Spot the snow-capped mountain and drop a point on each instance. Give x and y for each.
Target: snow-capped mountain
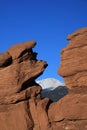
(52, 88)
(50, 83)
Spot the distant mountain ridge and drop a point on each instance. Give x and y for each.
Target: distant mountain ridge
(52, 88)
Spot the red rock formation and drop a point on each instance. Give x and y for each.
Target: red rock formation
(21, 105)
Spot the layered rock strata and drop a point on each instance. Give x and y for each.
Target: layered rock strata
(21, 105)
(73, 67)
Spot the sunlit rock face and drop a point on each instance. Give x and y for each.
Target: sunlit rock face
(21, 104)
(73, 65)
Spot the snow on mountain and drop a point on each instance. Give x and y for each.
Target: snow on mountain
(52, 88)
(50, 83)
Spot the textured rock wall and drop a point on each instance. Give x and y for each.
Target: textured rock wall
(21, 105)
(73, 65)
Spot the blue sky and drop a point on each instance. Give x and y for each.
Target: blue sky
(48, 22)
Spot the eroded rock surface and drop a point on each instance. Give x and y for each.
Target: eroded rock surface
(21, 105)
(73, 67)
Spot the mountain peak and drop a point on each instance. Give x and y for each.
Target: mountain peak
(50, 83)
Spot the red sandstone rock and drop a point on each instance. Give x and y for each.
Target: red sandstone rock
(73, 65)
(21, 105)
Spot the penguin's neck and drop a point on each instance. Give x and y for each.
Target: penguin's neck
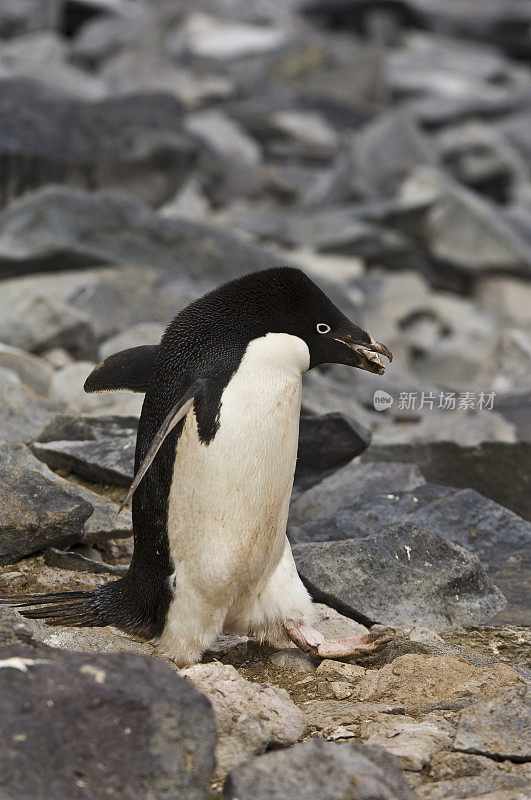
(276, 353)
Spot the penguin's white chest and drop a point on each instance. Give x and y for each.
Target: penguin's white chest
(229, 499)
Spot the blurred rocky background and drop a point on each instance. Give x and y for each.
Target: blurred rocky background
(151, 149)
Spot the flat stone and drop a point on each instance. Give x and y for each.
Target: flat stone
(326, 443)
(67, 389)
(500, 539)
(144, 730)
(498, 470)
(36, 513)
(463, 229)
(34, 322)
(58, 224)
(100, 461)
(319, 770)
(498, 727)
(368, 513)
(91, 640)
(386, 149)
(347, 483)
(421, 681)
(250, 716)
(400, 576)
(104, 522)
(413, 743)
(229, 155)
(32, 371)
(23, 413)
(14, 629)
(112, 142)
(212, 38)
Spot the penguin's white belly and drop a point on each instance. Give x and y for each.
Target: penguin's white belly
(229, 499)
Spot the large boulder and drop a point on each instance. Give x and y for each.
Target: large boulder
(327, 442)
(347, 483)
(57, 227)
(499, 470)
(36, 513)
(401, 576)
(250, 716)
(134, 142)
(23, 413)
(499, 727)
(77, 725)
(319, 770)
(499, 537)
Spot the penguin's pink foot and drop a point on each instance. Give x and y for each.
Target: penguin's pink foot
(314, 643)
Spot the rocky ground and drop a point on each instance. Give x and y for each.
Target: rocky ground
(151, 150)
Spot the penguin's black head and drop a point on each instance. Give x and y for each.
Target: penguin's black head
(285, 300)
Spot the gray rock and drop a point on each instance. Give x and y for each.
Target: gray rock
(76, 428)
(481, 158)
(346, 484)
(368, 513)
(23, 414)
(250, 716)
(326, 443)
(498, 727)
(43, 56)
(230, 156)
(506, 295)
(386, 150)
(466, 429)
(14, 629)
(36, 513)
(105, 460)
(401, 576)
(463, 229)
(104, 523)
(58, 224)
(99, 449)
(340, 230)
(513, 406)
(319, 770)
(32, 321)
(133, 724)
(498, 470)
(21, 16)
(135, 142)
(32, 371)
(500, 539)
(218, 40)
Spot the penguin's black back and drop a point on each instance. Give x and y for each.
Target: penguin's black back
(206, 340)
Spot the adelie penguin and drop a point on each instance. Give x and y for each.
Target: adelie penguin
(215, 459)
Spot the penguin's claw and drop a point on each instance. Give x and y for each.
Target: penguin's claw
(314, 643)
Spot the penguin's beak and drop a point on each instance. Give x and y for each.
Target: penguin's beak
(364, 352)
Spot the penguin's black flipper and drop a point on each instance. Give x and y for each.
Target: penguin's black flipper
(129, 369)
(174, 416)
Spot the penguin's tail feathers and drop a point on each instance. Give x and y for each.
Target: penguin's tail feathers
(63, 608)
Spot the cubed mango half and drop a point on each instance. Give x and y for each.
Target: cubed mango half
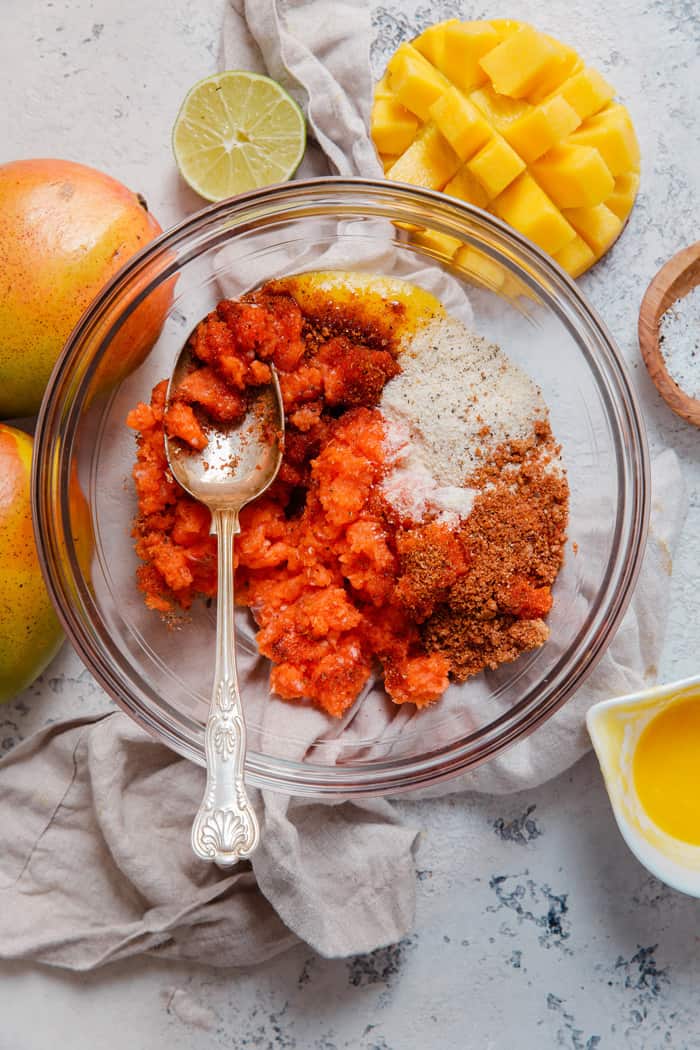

◆ **WORK ITEM**: The material above holds pictures; copy everything else in it exactly.

◆ **TASK ANSWER**:
Spot the snow-capped mountain and drop a point on each instance. Give x and y for each.
Target: snow-capped mountain
(52, 88)
(50, 83)
Spot the distant mountain ridge and drop a point on each instance. Give x and y for each.
Target: distant mountain ridge
(52, 88)
Spot the red rock formation and drop a point on each instance. Give x and y for each.
Target: red rock formation
(21, 105)
Spot the layered rock strata and drop a point on each instance. Give x and y for each.
Target: layered rock strata
(21, 105)
(73, 67)
Spot the sunlit rock face and drop a point on each instance. Give x and y for each.
Target: sunlit rock face
(21, 104)
(73, 65)
Spot the snow on mountain and drop a point on each instance. Give x and y for each.
Target: snow on mountain
(52, 88)
(50, 83)
Spot the textured rock wall and drop a point on each instance. Give x and y for each.
Target: textured rock wall
(21, 105)
(73, 65)
Spot the blue sky and drop a point on each instance. Give x and y for each.
Target: blue sky
(48, 22)
Spot the eroded rock surface and drop a point on each instance. Give x and y for each.
Target: eroded rock surface
(21, 105)
(73, 67)
Spot the mountain peak and drop a point on each instance. Give x and y for each.
Target: mountain peak
(50, 83)
Spot the red sandstone rock and drop a point on each instance. Give x and y for each.
Target: red sandstone rock
(73, 65)
(21, 105)
Spot the penguin's neck and drop a point on each instance. Give x and y for each.
Target: penguin's neck
(276, 353)
Spot the penguin's white chest and drop a point on each instance. Give x and y for each.
Target: penguin's white chest
(229, 499)
Spot the blurred rocky background and drop a point on each instance. Give x and y for each.
Target: blurred rocky background
(151, 149)
Spot the flat stone and drop a point on each instance. Give x and y for each.
Target: flat stone
(326, 443)
(67, 389)
(500, 539)
(144, 730)
(498, 470)
(36, 513)
(463, 229)
(34, 322)
(58, 224)
(100, 461)
(319, 770)
(498, 727)
(368, 513)
(91, 640)
(386, 149)
(347, 483)
(421, 681)
(250, 716)
(400, 576)
(104, 522)
(413, 743)
(229, 155)
(32, 371)
(23, 413)
(14, 629)
(112, 142)
(212, 38)
Spot the penguin's white belly and drop a point on each instance. Give x and y for each.
Target: penguin's white belly
(229, 499)
Spot the large boulder and drop a point on each instance. Give x and y for each.
Target: large boulder
(327, 442)
(347, 483)
(57, 227)
(499, 470)
(36, 513)
(401, 576)
(250, 716)
(134, 142)
(23, 413)
(499, 727)
(77, 725)
(319, 770)
(499, 537)
Spot the penguin's pink foot and drop a point on each instance. Give x and y for each.
Target: penguin's pink foot
(314, 643)
Spot the rocky ground and drop a point on each instance. Give x and y for each.
Target: rocky ground
(151, 150)
Spot the penguin's black head and drop a point on each instance. Give x and y for each.
Target: penguin's black head
(285, 300)
Spot the gray rock and drop a point on each instance. Give x and y for each.
Target: gray rock
(76, 428)
(481, 158)
(346, 484)
(368, 513)
(23, 414)
(250, 716)
(326, 443)
(498, 727)
(43, 56)
(230, 156)
(506, 295)
(386, 150)
(466, 429)
(14, 629)
(36, 513)
(105, 460)
(401, 576)
(463, 229)
(104, 523)
(58, 224)
(99, 449)
(340, 230)
(513, 406)
(319, 770)
(32, 321)
(133, 724)
(498, 470)
(21, 16)
(135, 142)
(32, 371)
(500, 539)
(218, 40)
Spot the penguin's black back and drop a point on each instance. Give x and y for each.
Target: penguin's black back
(206, 340)
Spot the adelie penguin and drop a point on each instance. Give x and y for each.
Target: adelie penguin
(215, 459)
Spot the penguin's claw and drop a point on each instance. Give x and y for each.
Target: penguin's claw
(314, 643)
Spot the penguin's beak and drop a point on each instance. Give x and y for each.
Target: penguin's beak
(364, 352)
Spot the penguin's black flipper and drop a point on each instance. Give x and y for each.
Target: penguin's black flipper
(129, 369)
(174, 416)
Spot the penguin's tail feathers and drop a point on each instance. Give x and y for each.
Target: penguin's tail feathers
(63, 608)
Spot the cubed mango half and drop a point on each instance. Give x and y for each.
Target: cubed mango half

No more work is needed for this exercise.